Your instructions » Transcribe the part of the Kishigawa Line text between "Some of the" and "the Nankai livery.", inclusive.

Page excerpt »
....................

Railway line in Wakayama prefecture, Japan

The Kishigawa Line (貴志川線, Kishigawa-sen) is a railway line in Wakayama Prefecture, Japan. It is the sole line of the Wakayama Electric Railway Co., Ltd. The 14.3 km route extends from Wakayama Station in the city of Wakayama to Kishi Station in neighboring Kinokawa. Including the terminals, the Kishigawa Line has 14 stations. Its gauge is . The line is single-track and is electrified at 1,500 V DC. Prior to April 1, 2006, the line was part of the Nankai Electric Railway system.

==History==
The Sando Light Railway Co. opened the Wakayama – Sando section between 1916 and 1917, and extended the line to Kishi in 1933.

The line was electrified at 600 V DC between 1941 and 1943, and was acquired by the Nankai Electric Railway Co. in 1961.

CTC signalling was commissioned in 1993, and the Wakayama Electric Railway Co. acquired the line in 2006, increasing the line voltage to 1500 V DC in 2012.

== Rolling stock and service ==
The Kishigawa Line uses 6 sets (12 cars) of 2270 series electric multiple units (EMUs), originally built for Nankai and transferred to the new operator, together with the tracks and other assets of the Kishigawa Line.

Some of the cars have been repainted with the design by industrial designer Eiji Mitooka, who designed the type 9200 "MOMO" tram of Okayama Electric Tramway and various trains of JR Kyushu, including the 800 Series Shinkansen, while others are still in the Nankai livery.

In the mornings and evenings, the service operates three to four times each hour; at off-peak times, two per hour is the norm. The trains are driver-only operated, and do not have conductors.

....................

Listed entries »
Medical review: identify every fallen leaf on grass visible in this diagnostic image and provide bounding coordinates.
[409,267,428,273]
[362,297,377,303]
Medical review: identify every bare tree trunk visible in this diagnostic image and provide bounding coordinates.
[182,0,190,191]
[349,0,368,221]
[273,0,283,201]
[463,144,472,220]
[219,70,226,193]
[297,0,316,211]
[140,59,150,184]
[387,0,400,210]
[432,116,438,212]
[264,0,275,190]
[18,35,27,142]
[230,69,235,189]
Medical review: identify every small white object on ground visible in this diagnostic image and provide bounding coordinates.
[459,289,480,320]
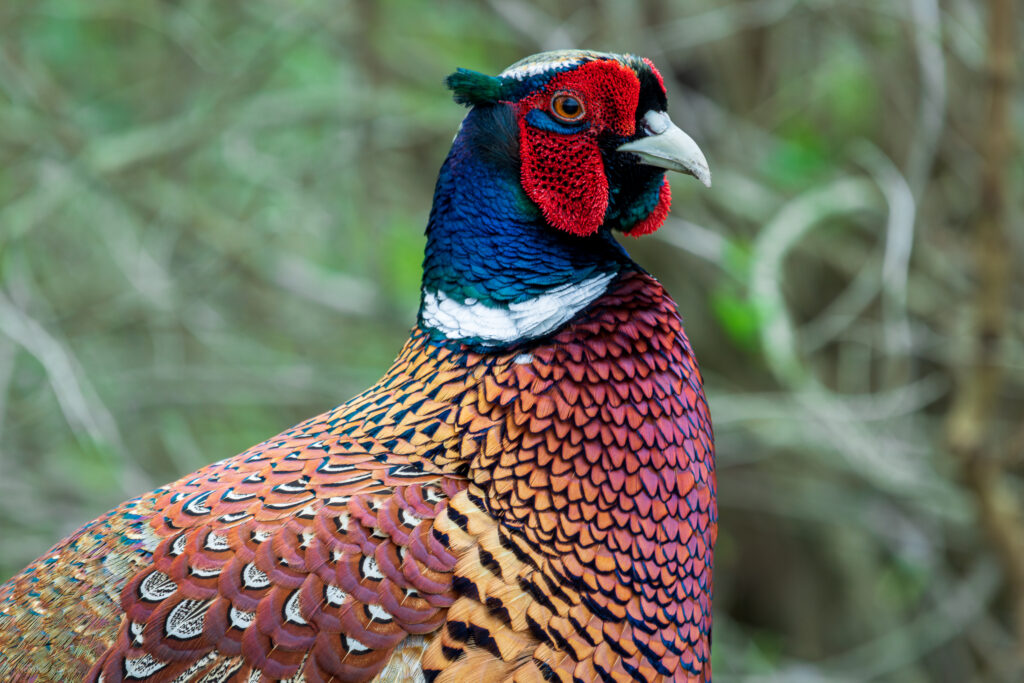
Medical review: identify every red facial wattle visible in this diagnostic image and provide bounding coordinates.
[626,178,672,238]
[515,60,643,237]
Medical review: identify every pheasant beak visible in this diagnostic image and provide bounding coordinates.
[615,110,711,187]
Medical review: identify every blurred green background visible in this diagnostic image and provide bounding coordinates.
[0,0,1024,682]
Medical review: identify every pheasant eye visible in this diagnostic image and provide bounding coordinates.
[551,92,587,123]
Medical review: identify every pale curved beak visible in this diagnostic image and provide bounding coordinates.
[615,110,711,187]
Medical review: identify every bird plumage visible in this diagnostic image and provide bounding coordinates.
[0,51,717,682]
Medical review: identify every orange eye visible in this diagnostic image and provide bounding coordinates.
[551,92,587,123]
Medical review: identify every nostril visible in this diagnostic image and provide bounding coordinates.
[643,111,671,135]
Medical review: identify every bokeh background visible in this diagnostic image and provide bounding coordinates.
[0,0,1024,682]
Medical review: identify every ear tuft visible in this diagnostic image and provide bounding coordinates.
[444,69,504,106]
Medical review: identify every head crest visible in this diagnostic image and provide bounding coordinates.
[444,69,505,106]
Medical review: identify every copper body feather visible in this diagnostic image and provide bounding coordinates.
[0,272,717,683]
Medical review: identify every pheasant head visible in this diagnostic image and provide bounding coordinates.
[420,50,711,346]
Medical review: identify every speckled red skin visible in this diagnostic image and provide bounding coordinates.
[0,273,717,681]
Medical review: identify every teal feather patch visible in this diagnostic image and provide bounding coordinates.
[444,69,505,106]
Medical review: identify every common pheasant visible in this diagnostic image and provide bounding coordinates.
[0,50,717,683]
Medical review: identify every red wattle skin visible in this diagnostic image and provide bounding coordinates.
[626,178,672,238]
[515,60,638,237]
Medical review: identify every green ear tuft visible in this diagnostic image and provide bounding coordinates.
[444,69,504,106]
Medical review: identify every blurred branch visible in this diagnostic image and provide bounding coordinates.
[750,178,878,386]
[947,0,1024,656]
[654,216,729,265]
[860,142,918,366]
[655,0,800,50]
[0,286,150,494]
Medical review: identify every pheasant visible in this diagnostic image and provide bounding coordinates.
[0,50,718,683]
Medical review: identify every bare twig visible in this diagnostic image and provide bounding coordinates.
[947,0,1024,655]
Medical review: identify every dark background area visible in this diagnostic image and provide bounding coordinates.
[0,0,1024,683]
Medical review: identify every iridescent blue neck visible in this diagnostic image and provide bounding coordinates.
[421,104,632,323]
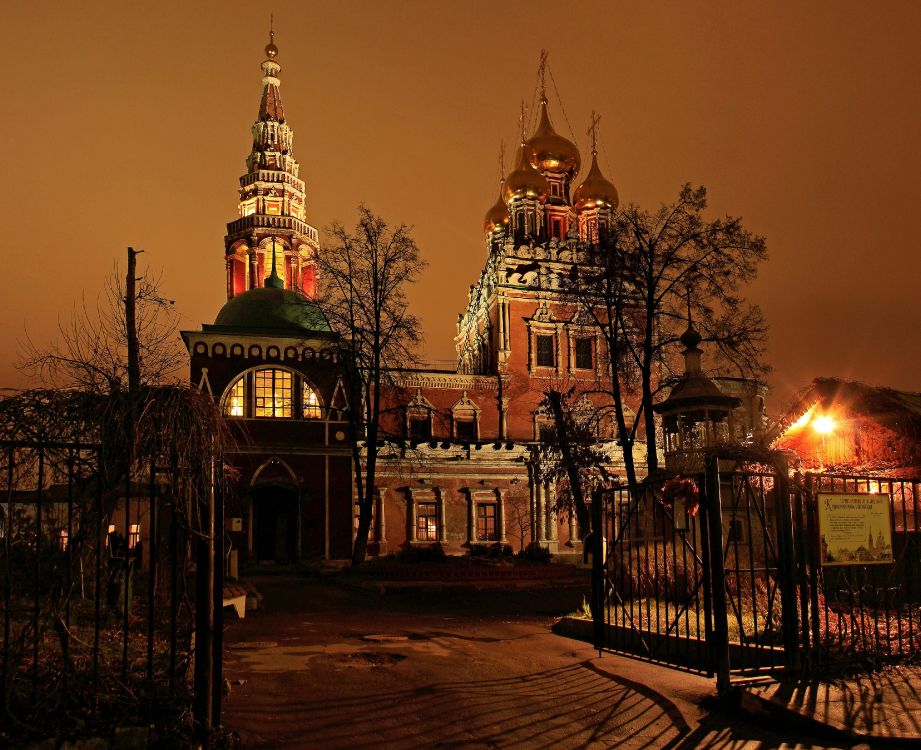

....................

Written response »
Some of the cars have been repainted with the design by industrial designer Eiji Mitooka, who designed the type 9200 "MOMO" tram of Okayama Electric Tramway and various trains of JR Kyushu, including the 800 Series Shinkansen, while others are still in the Nankai livery.